_Exercise:_
Retype the following data line for line, keeping every character as it appears.

_Listing:_

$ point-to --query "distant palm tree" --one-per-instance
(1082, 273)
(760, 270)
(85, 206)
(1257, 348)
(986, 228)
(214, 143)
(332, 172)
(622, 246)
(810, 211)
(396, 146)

_Output for this task:_
$ point-to --query "distant palm tree" --one-per-instance
(1082, 273)
(760, 270)
(85, 206)
(1257, 348)
(986, 228)
(214, 143)
(332, 172)
(622, 246)
(810, 211)
(396, 146)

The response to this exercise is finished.